■ **Problem statement**:
Reproduce every line of the data below, but multiply each pixel coordinate in the answers by 0.9 and round it to a whole number, with halves rounded up. Keep all other lines and numbers as they stand, and omit the pictures.

■ **Exercise material**:
## Start

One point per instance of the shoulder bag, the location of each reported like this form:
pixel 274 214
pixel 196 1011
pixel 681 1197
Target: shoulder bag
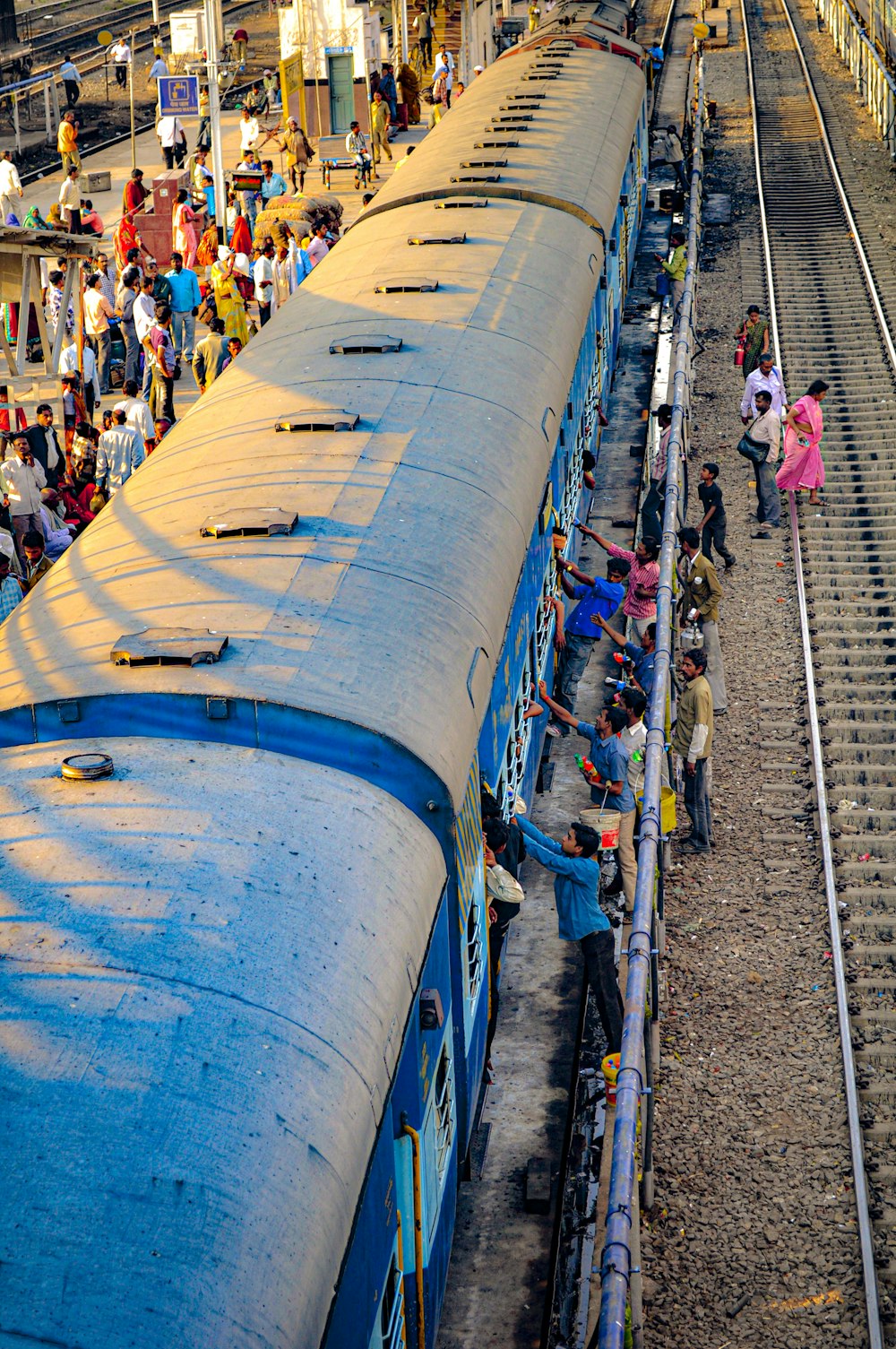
pixel 754 449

## End

■ **Exercise solution**:
One point per instance of the shoulder bag, the location of each reported like this form:
pixel 274 214
pixel 196 1011
pixel 681 1197
Target: shoulder bag
pixel 679 404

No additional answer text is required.